— START Given data —

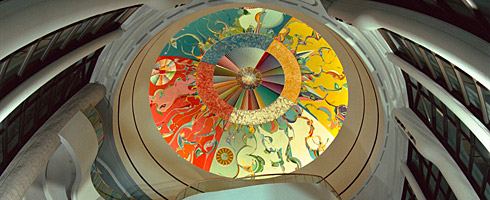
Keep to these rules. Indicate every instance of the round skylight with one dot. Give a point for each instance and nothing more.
(248, 91)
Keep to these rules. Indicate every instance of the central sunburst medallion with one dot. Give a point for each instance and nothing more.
(248, 91)
(249, 78)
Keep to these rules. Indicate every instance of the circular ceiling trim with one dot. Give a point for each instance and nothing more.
(301, 99)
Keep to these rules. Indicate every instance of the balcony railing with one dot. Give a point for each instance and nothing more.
(213, 185)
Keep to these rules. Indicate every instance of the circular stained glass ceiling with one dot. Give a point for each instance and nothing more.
(248, 91)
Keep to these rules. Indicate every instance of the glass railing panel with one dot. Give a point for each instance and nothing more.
(213, 185)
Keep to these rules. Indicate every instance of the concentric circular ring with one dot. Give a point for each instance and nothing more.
(247, 106)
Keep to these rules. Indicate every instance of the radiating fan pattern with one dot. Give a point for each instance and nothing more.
(248, 91)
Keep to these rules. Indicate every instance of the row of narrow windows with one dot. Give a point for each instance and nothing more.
(17, 128)
(468, 152)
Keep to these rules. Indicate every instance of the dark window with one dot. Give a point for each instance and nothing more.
(468, 152)
(30, 115)
(459, 84)
(28, 60)
(457, 12)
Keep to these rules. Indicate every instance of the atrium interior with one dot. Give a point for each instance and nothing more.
(220, 99)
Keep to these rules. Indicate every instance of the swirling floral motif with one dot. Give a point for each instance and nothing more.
(224, 156)
(264, 130)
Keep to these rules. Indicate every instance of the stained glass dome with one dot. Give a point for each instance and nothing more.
(248, 91)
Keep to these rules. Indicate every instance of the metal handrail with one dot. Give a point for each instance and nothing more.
(276, 178)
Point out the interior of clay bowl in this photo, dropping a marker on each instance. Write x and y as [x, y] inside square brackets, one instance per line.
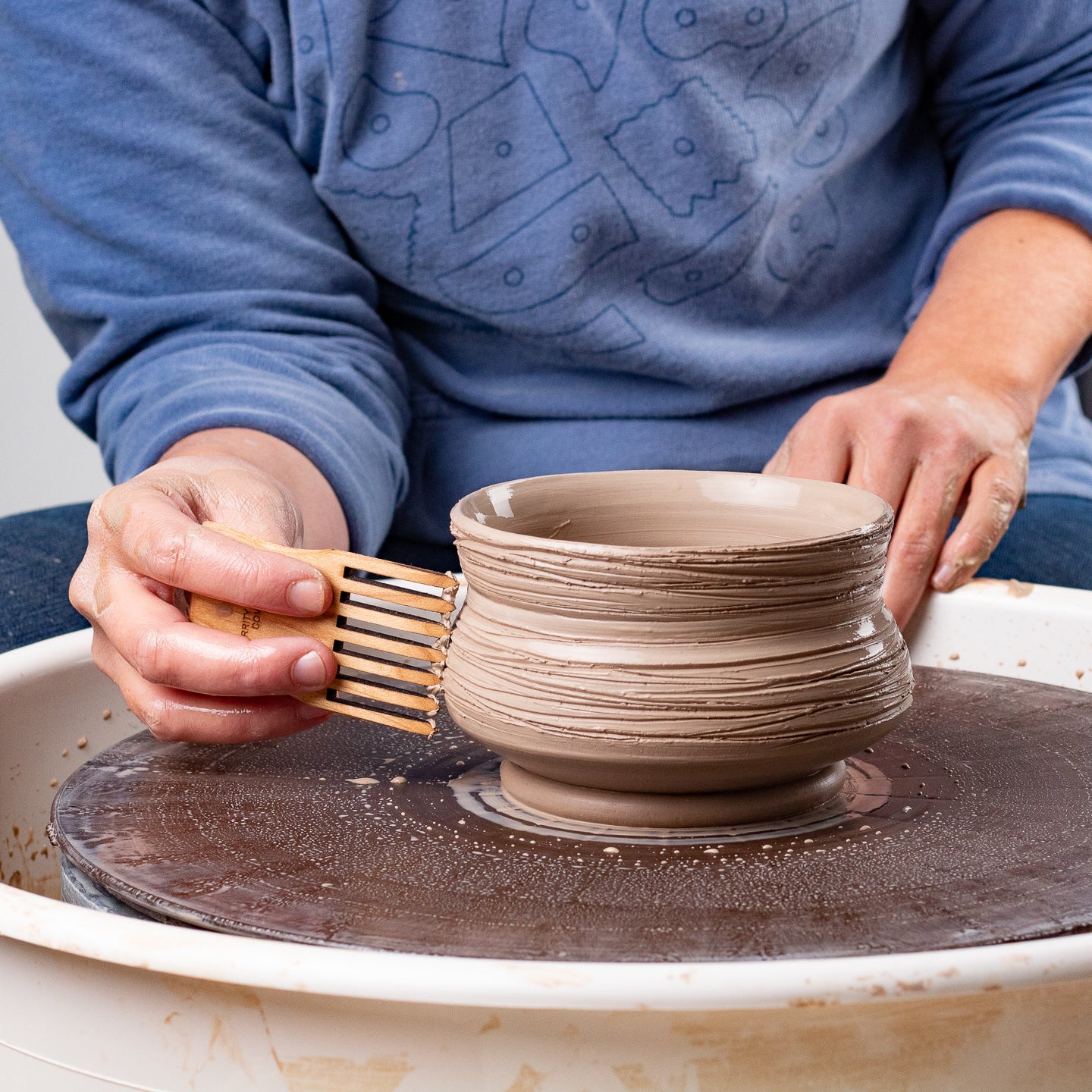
[682, 509]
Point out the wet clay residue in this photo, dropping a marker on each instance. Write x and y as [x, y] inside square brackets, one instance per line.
[971, 824]
[674, 632]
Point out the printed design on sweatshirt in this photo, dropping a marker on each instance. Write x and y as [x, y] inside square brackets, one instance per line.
[545, 257]
[717, 260]
[824, 142]
[795, 74]
[384, 129]
[811, 225]
[498, 149]
[682, 30]
[318, 39]
[474, 32]
[685, 146]
[585, 31]
[610, 331]
[387, 230]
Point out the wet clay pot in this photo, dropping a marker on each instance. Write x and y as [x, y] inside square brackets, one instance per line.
[674, 648]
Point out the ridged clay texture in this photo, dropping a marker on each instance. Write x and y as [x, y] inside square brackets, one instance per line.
[674, 632]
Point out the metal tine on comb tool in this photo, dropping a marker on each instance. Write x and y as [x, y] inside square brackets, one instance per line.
[390, 642]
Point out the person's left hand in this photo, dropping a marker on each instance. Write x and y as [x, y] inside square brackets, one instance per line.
[928, 449]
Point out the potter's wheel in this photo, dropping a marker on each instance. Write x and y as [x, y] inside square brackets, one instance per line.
[970, 827]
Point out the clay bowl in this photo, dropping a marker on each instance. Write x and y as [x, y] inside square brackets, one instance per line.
[674, 648]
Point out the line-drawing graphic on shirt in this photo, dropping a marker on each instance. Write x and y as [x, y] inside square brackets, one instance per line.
[795, 74]
[382, 129]
[498, 149]
[474, 32]
[585, 31]
[317, 33]
[610, 331]
[685, 146]
[682, 30]
[717, 260]
[824, 142]
[389, 226]
[811, 225]
[546, 256]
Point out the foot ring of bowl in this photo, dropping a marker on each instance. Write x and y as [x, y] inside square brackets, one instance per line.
[669, 809]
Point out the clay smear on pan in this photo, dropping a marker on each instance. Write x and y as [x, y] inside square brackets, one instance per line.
[670, 632]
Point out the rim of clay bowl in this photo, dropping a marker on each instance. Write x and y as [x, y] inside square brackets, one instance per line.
[469, 528]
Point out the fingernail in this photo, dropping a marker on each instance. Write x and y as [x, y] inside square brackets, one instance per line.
[309, 670]
[308, 595]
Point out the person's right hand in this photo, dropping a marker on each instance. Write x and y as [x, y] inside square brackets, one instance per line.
[146, 548]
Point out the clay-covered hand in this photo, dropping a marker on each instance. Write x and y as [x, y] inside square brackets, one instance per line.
[928, 450]
[146, 548]
[951, 421]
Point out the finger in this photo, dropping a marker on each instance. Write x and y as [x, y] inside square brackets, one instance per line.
[996, 488]
[926, 513]
[883, 469]
[165, 648]
[158, 541]
[818, 447]
[173, 714]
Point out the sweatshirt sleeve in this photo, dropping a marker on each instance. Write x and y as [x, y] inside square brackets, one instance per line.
[1009, 86]
[176, 245]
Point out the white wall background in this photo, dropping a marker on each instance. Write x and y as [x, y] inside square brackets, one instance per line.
[44, 458]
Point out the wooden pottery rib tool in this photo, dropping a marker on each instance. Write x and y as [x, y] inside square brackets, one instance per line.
[390, 642]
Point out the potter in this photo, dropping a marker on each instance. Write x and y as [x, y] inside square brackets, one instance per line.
[676, 637]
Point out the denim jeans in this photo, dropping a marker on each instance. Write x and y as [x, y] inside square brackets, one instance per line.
[1050, 543]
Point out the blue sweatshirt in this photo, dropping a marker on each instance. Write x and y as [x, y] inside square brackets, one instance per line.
[436, 245]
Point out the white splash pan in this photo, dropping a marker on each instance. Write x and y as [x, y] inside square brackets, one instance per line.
[91, 1002]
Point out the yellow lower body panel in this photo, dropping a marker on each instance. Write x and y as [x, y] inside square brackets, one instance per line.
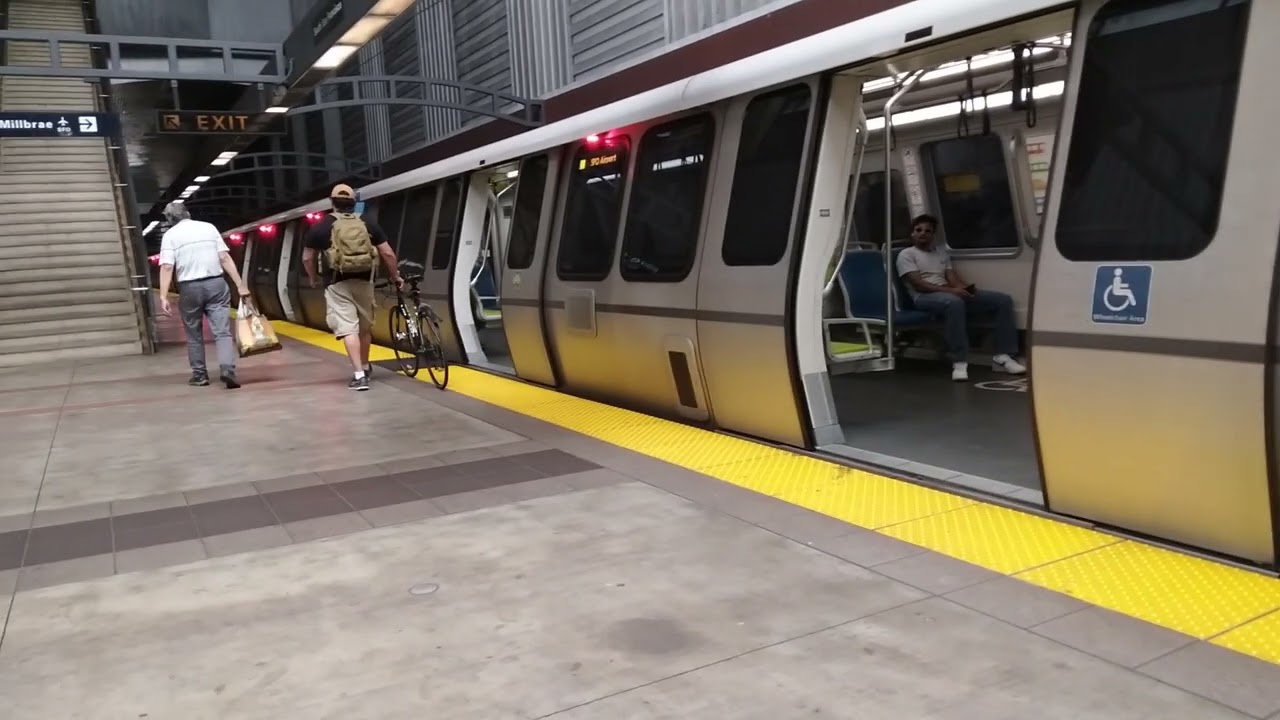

— END Given data —

■ Directive
Copy the entries from the line with "Point out the potter in" up to and including the line with "[1050, 543]", keeping each request unchanged. In the answers, multiply every coordinate by 1.6 and round it to a whole number, with halves rounded up.

■ Exercise output
Point out the potter in this photo, dropping a marker on each instance. Write x and y as [x, y] inside square brackets, one instance per line.
[1082, 1019]
Point out the denim jeans in this photo, dropping a marker on each instance. Write x and y as [x, y] inside square brackets, one instance per line.
[1680, 869]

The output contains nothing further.